*** DATA SECTION ***

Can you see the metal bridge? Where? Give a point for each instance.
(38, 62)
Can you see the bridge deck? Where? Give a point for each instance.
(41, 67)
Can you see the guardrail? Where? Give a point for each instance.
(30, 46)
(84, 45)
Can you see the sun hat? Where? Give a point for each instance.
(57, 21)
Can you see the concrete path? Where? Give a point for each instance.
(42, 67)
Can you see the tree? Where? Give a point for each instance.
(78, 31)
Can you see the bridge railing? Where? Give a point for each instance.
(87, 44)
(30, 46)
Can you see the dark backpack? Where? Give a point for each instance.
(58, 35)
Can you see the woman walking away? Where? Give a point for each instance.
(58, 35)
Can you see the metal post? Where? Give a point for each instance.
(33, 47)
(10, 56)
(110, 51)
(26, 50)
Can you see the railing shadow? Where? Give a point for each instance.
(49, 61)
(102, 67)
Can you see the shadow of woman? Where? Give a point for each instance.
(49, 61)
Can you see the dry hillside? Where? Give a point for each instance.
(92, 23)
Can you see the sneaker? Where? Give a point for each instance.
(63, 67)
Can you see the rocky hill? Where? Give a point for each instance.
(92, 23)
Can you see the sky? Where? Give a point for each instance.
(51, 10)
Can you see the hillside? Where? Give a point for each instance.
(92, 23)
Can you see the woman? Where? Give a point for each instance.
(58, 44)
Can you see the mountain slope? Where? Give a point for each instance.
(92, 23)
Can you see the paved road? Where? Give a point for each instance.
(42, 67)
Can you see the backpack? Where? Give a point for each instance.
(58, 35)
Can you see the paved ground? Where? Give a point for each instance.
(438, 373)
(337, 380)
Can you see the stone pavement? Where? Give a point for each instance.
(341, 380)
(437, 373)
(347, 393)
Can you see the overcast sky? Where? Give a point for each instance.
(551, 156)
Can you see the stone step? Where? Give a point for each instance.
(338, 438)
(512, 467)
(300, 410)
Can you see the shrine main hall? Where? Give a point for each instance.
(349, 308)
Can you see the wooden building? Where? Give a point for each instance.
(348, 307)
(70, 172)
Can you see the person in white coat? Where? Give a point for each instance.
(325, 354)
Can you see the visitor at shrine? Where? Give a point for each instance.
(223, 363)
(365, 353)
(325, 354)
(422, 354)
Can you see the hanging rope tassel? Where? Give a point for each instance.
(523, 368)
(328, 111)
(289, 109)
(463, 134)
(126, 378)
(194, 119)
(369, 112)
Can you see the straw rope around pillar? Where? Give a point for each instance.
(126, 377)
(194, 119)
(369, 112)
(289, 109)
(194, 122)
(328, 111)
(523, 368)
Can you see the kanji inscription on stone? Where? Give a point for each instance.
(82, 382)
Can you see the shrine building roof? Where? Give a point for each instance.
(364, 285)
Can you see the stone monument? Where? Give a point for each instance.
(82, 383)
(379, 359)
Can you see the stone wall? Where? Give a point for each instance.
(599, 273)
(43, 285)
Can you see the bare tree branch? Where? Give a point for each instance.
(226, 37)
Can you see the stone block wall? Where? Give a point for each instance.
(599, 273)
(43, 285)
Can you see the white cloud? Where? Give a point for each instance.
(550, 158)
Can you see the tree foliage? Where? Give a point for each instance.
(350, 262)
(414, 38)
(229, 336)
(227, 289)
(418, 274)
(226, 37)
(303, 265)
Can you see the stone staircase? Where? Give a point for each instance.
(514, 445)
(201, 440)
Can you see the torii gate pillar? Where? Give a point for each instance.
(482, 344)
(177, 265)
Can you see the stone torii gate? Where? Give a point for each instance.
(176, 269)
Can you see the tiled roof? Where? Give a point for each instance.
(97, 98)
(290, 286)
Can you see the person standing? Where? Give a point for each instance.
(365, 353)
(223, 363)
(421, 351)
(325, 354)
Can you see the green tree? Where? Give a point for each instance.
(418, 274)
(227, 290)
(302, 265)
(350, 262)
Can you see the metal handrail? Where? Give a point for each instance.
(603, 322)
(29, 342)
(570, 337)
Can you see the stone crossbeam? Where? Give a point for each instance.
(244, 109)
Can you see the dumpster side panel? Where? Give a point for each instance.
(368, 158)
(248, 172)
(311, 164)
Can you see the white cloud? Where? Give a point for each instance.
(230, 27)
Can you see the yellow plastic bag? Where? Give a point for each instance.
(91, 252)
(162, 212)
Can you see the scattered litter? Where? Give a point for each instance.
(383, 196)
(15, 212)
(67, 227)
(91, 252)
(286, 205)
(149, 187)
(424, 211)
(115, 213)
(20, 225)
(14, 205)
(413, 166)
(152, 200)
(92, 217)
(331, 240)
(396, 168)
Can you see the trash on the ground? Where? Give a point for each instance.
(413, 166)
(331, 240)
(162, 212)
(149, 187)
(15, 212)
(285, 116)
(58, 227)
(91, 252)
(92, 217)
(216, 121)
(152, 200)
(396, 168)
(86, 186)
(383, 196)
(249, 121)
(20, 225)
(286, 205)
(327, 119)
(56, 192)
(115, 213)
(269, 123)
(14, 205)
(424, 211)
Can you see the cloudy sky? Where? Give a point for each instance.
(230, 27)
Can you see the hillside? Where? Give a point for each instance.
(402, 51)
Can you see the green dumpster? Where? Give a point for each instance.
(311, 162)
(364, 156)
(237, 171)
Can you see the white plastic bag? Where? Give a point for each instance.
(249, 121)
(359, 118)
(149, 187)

*** End of DATA SECTION ***

EXERCISE INSTRUCTIONS
Print out every record, character for character.

ANSWER SPACE
Can you see the metal bridge? Where? Give a point for each instance.
(38, 62)
Can you see the bridge deck? Where? Give a point for each instance.
(41, 67)
Can you see the guardrail? Where? Give a point for each instance.
(30, 46)
(84, 45)
Can you see the sun hat? Where? Give a point for each instance.
(57, 21)
Can you see the concrete path? Where? Give a point for each instance.
(42, 67)
Can you see the tree? Where? Give a point for each instance.
(78, 31)
Can you see the bridge railing? Where? Give a point for each instance.
(87, 44)
(30, 46)
Can you see the dark backpack? Where? Give a point for each instance.
(58, 35)
Can you see the woman walking away? Where? Give a point for each instance.
(58, 35)
Can you see the metal post? Where? Give a point for each instance.
(33, 47)
(10, 56)
(110, 51)
(26, 50)
Can you see the railing shadow? Where? Give a point for each instance.
(49, 61)
(102, 67)
Can you see the shadow of woman? Where? Give a point for each instance.
(49, 61)
Can you see the dry hillside? Where? Give a point for each instance.
(92, 23)
Can you see the sneaker? Where? Give a point for each instance.
(63, 67)
Can you see the rocky hill? Where? Give a point for each instance.
(92, 23)
Can you see the sky? Where? Give a point for each instance.
(51, 10)
Can you see the hillside? Where? Give a point for each instance.
(92, 23)
Can you see the woman? Where? Give a point for each instance.
(58, 44)
Can you see the mountain slope? Where? Give a point for each instance.
(92, 23)
Can you see the paved road? Where? Give a point for each instance.
(42, 67)
Can you see the backpack? Where? Give a point for each instance.
(58, 35)
Can you see the paved ground? Where? Give a point for each instance.
(438, 373)
(337, 380)
Can you see the stone pavement? Where? Give a point for each instance.
(341, 380)
(437, 373)
(347, 393)
Can you see the overcast sky? Where? Give a point for each instance.
(551, 156)
Can you see the stone step? Where? Give a point for each instance.
(338, 438)
(512, 467)
(300, 410)
Can you see the shrine main hall? Where? Give a point for each instance.
(349, 308)
Can you see the wooden building? Where? Give a point for each instance.
(348, 307)
(70, 172)
Can you see the person in white coat? Where? Give a point for each instance.
(325, 354)
Can you see the visitor at shrine? Where? Give a point for each instance.
(223, 363)
(365, 353)
(325, 354)
(422, 354)
Can you see the hanging rope tassel? Where? Give a point for each instance.
(523, 368)
(328, 111)
(289, 109)
(463, 134)
(126, 378)
(194, 119)
(369, 112)
Can you see the straw rope around pillar? Where? Give a point for each instance.
(126, 377)
(194, 119)
(369, 112)
(289, 109)
(194, 122)
(328, 111)
(523, 368)
Can you see the kanji inscription on stone? Where? Give a point for each instance.
(82, 382)
Can you see the shrine building roof? Where? Give a point for each instance.
(364, 285)
Can you see the stone monument? Where? Give a point for each instance.
(82, 383)
(379, 359)
Can you see the stone wall? Where? Give a point for each instance.
(599, 273)
(43, 285)
Can you see the bare tree branch? Where? Give a point for each instance.
(226, 37)
Can you see the stone block wall? Where? Give a point for each instance.
(599, 273)
(43, 285)
Can you see the white cloud? Where? Give a point for each instance.
(550, 158)
Can you see the tree foliage? Where? Give a point for each instance.
(350, 262)
(414, 38)
(229, 336)
(227, 289)
(418, 274)
(226, 37)
(303, 265)
Can you see the stone staircase? Where? Give a point for each instance.
(514, 445)
(201, 440)
Can you see the torii gate pillar? Where? Give a point for each instance.
(482, 344)
(177, 265)
Can you see the stone torii gate? Where? Give a point for each instance.
(176, 269)
Can you see the tiled roof? Where? Give a point for each instance.
(97, 98)
(290, 286)
Can you see the person standing? Where? Give a point for each instance.
(365, 353)
(223, 363)
(421, 351)
(325, 354)
Can you see the green tree? Where? Give a point for each instance.
(418, 274)
(227, 290)
(302, 265)
(350, 262)
Can you see the metal handrail? Where? Give a point for each instance.
(603, 322)
(29, 342)
(570, 337)
Can you see the stone crossbeam? Where? Give a point for each instance.
(244, 109)
Can you see the dumpster side panel? Where? Give a point for each instance.
(368, 158)
(248, 172)
(311, 164)
Can you see the white cloud? Where? Give a point for each instance.
(230, 27)
Can you see the yellow plastic bag? Where? Give a point for each instance.
(91, 252)
(162, 212)
Can you see the scattered litter? Where? Give a point for each instance.
(383, 196)
(15, 212)
(67, 227)
(91, 252)
(286, 205)
(149, 187)
(424, 211)
(115, 213)
(20, 225)
(14, 205)
(413, 166)
(152, 200)
(92, 217)
(331, 240)
(396, 168)
Can you see the trash on the ground? Where? Give a point for each instance.
(413, 166)
(331, 240)
(162, 212)
(149, 187)
(15, 212)
(285, 116)
(58, 227)
(91, 252)
(92, 217)
(216, 121)
(152, 200)
(396, 168)
(86, 186)
(383, 196)
(249, 121)
(20, 225)
(286, 205)
(327, 119)
(56, 192)
(115, 213)
(269, 123)
(14, 205)
(424, 211)
Can you see the cloudy sky? Where? Give a point for each instance.
(230, 27)
Can you see the hillside? Where? Give a point for each instance.
(402, 51)
Can you see the green dumpster? Where? Give a point for each instance.
(311, 162)
(364, 156)
(237, 171)
Can you see the white plastic bag? Where? Give a point for each instance.
(249, 121)
(359, 118)
(149, 187)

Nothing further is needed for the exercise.